About this task:
Starting with the line that contains "Target: blurred foliage" and stopping after the line that contains "Target: pale eye", copy the entries below exactly. Include nothing else.

(Beginning of Data provided)

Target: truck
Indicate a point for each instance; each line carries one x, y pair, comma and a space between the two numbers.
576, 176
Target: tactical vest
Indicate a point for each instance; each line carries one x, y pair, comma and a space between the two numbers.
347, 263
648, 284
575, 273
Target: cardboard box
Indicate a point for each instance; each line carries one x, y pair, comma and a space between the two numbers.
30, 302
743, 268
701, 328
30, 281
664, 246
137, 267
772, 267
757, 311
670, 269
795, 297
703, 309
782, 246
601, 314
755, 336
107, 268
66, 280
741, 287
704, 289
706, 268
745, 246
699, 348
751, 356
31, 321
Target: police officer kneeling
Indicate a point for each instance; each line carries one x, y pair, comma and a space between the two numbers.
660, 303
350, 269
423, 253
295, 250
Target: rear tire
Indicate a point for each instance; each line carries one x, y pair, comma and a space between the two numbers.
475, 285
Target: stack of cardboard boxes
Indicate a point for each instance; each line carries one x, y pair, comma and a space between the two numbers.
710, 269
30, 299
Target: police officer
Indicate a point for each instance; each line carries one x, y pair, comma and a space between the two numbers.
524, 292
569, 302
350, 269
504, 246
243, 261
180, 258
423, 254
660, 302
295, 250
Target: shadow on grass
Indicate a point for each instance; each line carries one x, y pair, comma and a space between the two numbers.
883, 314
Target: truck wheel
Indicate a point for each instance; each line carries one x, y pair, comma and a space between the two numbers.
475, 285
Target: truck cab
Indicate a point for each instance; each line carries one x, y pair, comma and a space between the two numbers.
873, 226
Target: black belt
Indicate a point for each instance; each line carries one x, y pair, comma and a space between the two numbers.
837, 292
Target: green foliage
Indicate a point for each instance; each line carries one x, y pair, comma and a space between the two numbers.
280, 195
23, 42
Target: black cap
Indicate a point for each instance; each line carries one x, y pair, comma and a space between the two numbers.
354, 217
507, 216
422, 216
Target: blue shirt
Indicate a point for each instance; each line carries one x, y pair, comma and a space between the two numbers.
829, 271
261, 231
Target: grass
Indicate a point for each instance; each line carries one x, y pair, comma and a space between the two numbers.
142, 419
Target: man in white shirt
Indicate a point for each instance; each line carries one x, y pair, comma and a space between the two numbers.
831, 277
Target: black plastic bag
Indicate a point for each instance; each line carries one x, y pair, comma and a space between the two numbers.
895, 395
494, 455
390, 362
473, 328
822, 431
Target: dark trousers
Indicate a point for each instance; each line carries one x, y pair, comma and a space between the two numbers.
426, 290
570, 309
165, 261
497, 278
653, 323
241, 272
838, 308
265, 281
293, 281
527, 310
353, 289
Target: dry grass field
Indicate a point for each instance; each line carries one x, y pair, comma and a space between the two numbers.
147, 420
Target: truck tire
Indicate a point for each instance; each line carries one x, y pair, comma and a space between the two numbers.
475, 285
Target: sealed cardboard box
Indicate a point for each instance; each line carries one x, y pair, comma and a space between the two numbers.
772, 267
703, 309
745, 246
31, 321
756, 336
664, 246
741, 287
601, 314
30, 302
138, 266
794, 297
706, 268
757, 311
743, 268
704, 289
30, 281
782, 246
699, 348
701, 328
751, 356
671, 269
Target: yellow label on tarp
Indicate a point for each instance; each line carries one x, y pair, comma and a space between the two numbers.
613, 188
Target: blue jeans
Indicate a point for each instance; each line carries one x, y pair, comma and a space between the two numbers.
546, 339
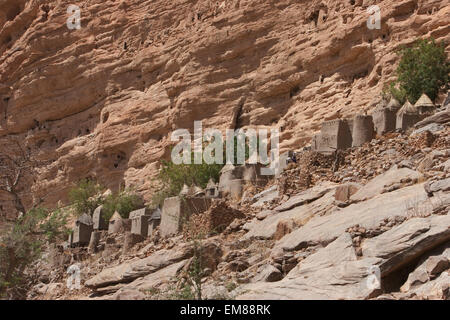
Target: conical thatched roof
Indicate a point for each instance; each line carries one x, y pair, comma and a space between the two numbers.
393, 104
408, 108
424, 101
116, 216
184, 191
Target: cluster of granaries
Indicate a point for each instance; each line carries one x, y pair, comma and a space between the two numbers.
387, 117
175, 210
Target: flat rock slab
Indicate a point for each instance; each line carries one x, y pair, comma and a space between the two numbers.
267, 228
265, 196
129, 271
408, 241
378, 184
307, 196
334, 272
368, 214
155, 279
439, 185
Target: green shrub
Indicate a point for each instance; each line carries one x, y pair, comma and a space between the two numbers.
423, 68
84, 197
172, 176
22, 245
123, 202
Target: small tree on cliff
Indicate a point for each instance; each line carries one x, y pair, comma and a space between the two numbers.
423, 68
16, 163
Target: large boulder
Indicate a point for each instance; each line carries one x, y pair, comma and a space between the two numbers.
368, 214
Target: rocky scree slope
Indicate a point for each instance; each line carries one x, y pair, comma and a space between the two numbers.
383, 211
102, 101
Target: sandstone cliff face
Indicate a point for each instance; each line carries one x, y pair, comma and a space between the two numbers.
103, 100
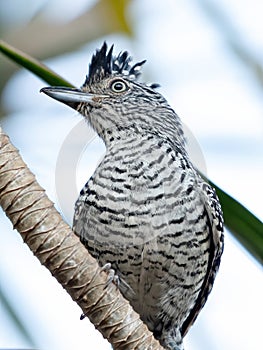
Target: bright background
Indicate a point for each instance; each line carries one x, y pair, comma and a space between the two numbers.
207, 57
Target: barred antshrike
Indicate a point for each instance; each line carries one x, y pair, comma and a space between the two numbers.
145, 210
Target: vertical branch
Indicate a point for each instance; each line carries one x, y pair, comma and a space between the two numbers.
55, 245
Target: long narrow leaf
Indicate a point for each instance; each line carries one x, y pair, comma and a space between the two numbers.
33, 65
245, 226
241, 222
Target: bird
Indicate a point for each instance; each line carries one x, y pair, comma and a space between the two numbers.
146, 211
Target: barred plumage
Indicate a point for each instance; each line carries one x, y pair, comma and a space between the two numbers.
146, 210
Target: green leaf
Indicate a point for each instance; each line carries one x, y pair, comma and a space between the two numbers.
245, 226
33, 65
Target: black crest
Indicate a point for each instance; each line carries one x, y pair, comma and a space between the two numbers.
104, 64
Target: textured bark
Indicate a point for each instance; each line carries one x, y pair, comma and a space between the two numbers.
55, 245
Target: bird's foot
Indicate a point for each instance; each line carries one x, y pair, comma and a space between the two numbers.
112, 277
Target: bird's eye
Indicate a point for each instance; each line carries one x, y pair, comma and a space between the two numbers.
119, 86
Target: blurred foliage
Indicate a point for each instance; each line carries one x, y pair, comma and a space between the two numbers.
43, 38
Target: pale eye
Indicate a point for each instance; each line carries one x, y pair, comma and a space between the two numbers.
119, 86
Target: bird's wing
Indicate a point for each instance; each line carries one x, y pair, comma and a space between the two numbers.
214, 213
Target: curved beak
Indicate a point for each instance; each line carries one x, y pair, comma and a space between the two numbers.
70, 96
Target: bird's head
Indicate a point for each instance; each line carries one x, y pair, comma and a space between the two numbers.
113, 100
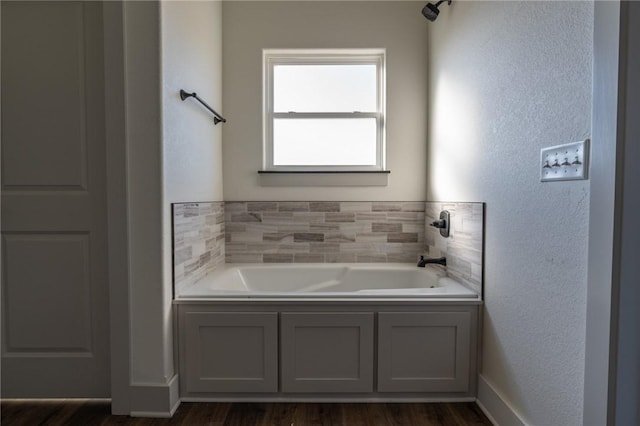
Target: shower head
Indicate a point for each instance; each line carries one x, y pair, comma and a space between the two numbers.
430, 11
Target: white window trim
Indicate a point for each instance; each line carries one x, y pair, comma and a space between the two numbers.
272, 57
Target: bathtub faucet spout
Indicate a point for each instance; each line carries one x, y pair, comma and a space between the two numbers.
440, 261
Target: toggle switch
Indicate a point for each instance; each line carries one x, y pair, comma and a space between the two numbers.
555, 164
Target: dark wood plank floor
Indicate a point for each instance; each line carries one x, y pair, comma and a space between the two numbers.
97, 413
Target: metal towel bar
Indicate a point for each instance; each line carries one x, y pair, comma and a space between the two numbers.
217, 118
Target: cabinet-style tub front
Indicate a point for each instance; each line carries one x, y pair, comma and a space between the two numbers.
327, 351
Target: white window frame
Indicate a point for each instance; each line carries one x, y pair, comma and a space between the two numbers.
273, 57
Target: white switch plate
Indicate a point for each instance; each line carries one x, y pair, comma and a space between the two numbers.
565, 162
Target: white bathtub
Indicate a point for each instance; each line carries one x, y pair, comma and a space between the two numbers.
383, 280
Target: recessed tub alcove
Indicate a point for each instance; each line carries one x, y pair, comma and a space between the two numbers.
323, 301
327, 332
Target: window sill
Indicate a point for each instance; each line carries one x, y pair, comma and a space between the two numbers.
323, 178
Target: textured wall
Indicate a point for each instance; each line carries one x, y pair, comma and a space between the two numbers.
506, 79
190, 53
397, 26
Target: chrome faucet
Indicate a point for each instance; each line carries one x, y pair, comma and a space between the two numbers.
440, 261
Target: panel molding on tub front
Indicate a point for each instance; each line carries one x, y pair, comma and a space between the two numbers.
327, 352
231, 351
424, 351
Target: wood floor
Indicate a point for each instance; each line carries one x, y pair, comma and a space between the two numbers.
94, 413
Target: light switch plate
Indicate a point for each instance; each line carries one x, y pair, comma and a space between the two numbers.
565, 162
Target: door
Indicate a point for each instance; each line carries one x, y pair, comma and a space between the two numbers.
55, 313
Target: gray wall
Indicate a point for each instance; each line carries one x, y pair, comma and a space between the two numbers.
395, 25
506, 79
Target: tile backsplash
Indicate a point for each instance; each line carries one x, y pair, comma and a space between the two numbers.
464, 247
323, 232
198, 240
208, 234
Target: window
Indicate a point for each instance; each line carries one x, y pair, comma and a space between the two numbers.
324, 110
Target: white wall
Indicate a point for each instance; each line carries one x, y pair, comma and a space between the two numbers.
171, 153
192, 144
397, 26
506, 79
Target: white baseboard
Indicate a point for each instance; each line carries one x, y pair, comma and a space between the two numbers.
155, 400
495, 407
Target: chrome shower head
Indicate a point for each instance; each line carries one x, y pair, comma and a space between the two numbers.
430, 11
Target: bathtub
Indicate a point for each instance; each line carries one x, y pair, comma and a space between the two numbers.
332, 281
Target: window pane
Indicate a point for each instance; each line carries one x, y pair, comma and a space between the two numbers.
322, 142
324, 88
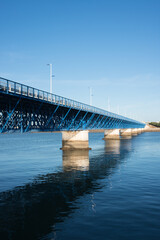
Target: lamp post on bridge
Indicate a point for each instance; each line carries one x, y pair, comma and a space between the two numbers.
51, 76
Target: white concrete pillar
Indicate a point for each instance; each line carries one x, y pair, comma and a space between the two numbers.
126, 133
134, 132
112, 134
76, 159
75, 140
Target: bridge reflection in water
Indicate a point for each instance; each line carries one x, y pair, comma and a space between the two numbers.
32, 211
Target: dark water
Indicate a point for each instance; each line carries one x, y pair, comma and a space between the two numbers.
111, 192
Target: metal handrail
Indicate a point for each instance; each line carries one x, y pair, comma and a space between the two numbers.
12, 87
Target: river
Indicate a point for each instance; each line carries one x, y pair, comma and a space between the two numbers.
111, 192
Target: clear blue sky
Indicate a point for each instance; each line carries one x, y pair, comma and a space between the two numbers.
112, 46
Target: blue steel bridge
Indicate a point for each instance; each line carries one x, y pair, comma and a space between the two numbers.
24, 108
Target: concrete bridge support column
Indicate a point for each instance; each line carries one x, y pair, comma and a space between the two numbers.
112, 134
134, 132
72, 140
126, 133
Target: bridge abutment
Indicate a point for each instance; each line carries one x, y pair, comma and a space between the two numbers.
112, 134
72, 140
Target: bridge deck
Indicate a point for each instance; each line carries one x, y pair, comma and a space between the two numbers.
26, 108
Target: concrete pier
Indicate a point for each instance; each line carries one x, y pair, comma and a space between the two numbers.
112, 134
134, 132
75, 140
126, 133
76, 160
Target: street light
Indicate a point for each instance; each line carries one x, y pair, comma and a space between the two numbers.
50, 64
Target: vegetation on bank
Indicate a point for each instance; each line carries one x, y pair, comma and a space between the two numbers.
155, 124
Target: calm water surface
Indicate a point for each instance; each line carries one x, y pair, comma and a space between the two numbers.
110, 192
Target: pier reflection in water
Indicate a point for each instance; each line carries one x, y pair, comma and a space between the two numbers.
32, 211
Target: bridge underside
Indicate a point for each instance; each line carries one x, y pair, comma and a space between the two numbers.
26, 114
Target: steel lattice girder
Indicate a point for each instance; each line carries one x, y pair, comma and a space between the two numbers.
26, 114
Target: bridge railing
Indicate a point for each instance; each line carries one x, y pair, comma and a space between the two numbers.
11, 87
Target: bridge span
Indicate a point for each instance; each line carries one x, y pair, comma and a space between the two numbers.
24, 108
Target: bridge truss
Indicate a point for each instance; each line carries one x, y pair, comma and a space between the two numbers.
24, 108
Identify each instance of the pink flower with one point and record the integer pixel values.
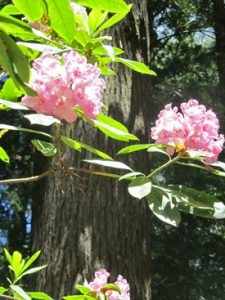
(64, 83)
(98, 285)
(192, 128)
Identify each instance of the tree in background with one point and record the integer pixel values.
(83, 223)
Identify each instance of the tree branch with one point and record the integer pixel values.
(26, 180)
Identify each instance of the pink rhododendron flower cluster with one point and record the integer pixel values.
(192, 128)
(63, 83)
(98, 286)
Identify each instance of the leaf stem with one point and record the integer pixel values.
(167, 164)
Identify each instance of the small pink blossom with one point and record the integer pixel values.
(64, 83)
(98, 286)
(192, 128)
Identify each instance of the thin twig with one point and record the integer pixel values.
(8, 297)
(88, 171)
(26, 180)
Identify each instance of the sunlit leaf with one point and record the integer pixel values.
(140, 187)
(108, 163)
(113, 6)
(3, 155)
(47, 149)
(41, 119)
(33, 10)
(62, 18)
(135, 65)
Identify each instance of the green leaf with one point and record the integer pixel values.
(33, 10)
(134, 148)
(8, 256)
(79, 297)
(163, 208)
(33, 270)
(110, 286)
(41, 119)
(197, 202)
(10, 9)
(10, 91)
(113, 20)
(130, 175)
(62, 18)
(39, 295)
(95, 18)
(13, 105)
(11, 25)
(31, 260)
(108, 163)
(47, 149)
(2, 290)
(16, 261)
(40, 47)
(140, 187)
(18, 62)
(3, 155)
(114, 132)
(82, 289)
(158, 149)
(18, 290)
(9, 127)
(113, 6)
(77, 145)
(135, 65)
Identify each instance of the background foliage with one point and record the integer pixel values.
(188, 262)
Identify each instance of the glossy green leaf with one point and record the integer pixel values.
(33, 270)
(8, 256)
(31, 260)
(197, 202)
(3, 155)
(33, 10)
(135, 65)
(108, 163)
(11, 25)
(140, 187)
(40, 47)
(163, 208)
(134, 148)
(95, 18)
(79, 297)
(82, 289)
(78, 145)
(39, 295)
(41, 119)
(158, 149)
(9, 127)
(2, 290)
(10, 9)
(130, 175)
(62, 18)
(10, 91)
(114, 133)
(47, 149)
(16, 261)
(13, 105)
(113, 20)
(113, 6)
(18, 290)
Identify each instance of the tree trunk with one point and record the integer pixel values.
(219, 26)
(84, 222)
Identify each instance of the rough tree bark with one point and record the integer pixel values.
(87, 222)
(219, 26)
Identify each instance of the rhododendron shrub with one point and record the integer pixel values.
(193, 127)
(64, 83)
(100, 287)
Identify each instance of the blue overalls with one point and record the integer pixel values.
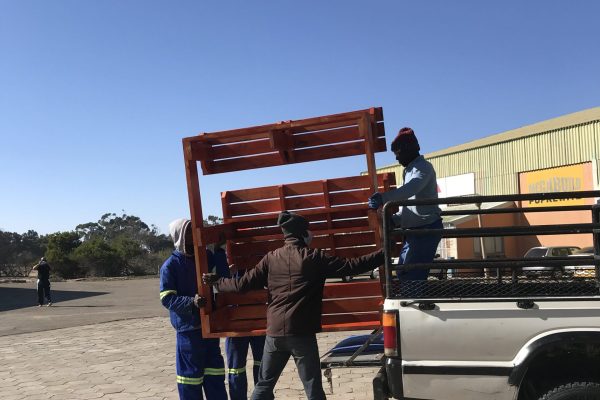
(236, 348)
(198, 360)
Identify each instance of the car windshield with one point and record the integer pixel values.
(536, 252)
(585, 250)
(562, 251)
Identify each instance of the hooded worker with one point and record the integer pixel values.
(43, 282)
(420, 183)
(294, 275)
(198, 360)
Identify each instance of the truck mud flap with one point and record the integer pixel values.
(380, 388)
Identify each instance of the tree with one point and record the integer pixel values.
(98, 258)
(60, 254)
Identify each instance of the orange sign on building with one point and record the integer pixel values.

(End of Data provided)

Exercise output:
Target: blurred foliage
Indicate a point for each instance; each line carries one x, y pair, comma and a space between the two numbers.
43, 38
Target: pale eye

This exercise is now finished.